━━━━━ EXCERPT ━━━━━
No changes; just thought an
update would be good. Volcanic "severe weather," i.e., elevated alert status (when the volcano is known--the most dangerous ones are those that aren't), doesn't pass quickly.
Just for comparison, La Palma's erupting volcano, MUCH smaller, was putting out 50,000 tonnes of sulfur daily at first, and it sometimes gets up in that high end of the range still, though I think the eruption might be winding down.
Gas emissions
are a sign there's magma degassing near the surface, but the volume of sulfur, etc., depends mostly on that magma's chemistry. The telltale warning signs of impending trouble are more likely to be ground deformation (Taal is deflating, per PHIVOLCS) and seismicity (high at Taal but within normal limits for Level 2, per PHIVOLCS).
I'm still amazed that so much lake water burbled down into Taal's hydrothermal system after the 2020 blast, yet nothing explosive happened.
━━━━━ EXCERPTED RECORDS ━━━━━
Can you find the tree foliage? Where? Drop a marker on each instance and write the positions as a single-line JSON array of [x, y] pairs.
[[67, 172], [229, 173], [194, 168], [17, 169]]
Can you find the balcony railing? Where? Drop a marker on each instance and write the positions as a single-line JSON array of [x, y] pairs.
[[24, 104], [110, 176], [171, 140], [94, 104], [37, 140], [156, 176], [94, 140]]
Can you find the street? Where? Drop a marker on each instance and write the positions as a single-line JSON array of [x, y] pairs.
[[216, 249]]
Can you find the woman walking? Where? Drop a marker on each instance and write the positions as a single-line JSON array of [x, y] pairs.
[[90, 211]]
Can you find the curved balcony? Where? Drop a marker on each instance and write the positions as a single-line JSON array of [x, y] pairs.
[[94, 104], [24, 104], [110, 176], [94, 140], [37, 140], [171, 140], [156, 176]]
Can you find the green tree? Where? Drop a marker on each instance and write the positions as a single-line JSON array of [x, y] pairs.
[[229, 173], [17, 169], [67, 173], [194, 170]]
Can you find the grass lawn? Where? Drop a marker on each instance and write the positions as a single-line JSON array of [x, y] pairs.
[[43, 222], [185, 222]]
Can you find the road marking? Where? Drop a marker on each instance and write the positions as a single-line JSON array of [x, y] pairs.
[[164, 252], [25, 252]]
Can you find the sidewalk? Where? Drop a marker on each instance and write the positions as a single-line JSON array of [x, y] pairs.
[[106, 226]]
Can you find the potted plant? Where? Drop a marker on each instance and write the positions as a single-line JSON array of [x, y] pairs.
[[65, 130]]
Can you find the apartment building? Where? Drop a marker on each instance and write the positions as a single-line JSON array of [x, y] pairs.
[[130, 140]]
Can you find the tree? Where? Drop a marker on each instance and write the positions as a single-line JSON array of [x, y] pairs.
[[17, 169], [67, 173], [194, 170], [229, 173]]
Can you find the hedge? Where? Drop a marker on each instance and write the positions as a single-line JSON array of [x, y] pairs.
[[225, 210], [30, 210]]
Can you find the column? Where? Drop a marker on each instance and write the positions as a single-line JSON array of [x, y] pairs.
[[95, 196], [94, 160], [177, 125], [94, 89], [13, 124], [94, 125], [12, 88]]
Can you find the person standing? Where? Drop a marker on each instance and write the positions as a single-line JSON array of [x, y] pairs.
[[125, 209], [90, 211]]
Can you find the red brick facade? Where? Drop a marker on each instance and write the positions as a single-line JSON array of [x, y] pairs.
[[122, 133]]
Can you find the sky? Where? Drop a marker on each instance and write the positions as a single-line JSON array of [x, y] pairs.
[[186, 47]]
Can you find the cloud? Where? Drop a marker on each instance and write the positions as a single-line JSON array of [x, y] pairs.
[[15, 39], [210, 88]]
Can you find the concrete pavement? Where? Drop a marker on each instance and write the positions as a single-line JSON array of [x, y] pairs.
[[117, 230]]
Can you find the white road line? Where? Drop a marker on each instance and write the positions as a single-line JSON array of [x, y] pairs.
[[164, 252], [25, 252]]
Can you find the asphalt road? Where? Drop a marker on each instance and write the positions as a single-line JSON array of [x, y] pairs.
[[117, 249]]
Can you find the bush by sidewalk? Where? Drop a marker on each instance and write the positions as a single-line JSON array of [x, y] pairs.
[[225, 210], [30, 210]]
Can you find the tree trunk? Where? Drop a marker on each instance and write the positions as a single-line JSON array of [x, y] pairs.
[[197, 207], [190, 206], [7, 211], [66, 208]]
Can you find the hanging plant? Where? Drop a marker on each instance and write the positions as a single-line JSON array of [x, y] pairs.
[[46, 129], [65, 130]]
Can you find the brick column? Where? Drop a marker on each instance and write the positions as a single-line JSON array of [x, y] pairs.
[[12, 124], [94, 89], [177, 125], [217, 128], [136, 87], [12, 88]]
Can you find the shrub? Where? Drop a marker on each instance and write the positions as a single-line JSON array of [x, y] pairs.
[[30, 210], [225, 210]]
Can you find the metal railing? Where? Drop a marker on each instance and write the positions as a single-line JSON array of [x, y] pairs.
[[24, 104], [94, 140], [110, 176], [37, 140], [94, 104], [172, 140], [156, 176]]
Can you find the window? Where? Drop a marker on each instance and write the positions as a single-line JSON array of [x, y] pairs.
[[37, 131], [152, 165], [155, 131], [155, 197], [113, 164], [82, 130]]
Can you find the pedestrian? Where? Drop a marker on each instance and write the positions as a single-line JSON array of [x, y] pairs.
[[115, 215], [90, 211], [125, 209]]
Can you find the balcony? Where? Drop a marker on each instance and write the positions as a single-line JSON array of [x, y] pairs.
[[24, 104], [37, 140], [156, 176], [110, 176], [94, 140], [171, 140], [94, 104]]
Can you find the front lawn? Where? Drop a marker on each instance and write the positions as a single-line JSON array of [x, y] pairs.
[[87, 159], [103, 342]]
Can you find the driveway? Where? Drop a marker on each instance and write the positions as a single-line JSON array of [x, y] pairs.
━━━━━
WHAT YOU NEED TO DO:
1. In the volcano update, what two signs are named as more likely warnings of impending trouble than gas emissions?
2. Reproduce the volcano update word for word, everything from "Gas emissions" down to "nothing explosive happened.".
3. Take the volcano update further, continuing on from its final sentence.

REPLIES:
1. Ground deformation and seismicity.

2.
Gas emissions
are a sign there's magma degassing near the surface, but the volume of sulfur, etc., depends mostly on that magma's chemistry. The telltale warning signs of impending trouble are more likely to be ground deformation (Taal is deflating, per PHIVOLCS) and seismicity (high at Taal but within normal limits for Level 2, per PHIVOLCS).
I'm still amazed that so much lake water burbled down into Taal's hydrothermal system after the 2020 blast, yet nothing explosive happened.

3.
BTW, the lake in the nice picture at that link fills most of Taal Caldera; it's huge. The active part right now is the central vent complex called Volcano Island. It used to host one of the very few, perhaps the only, crater lake within a crater lake (the caldera's). Maybe another one has formed.
PHIVOLCS was watching that crater lake on Volcano Island when the
January 2020 eruption began:
There's video online that purports to show it, but anything taken with a hand camera close to the lake and showing a plume isn't Taal's 2020 biggy. Both camera and photographer would have probably been vaporized (happened to a couple of hapless volcanologists near the cone of Galeras, Columbia, in 1991).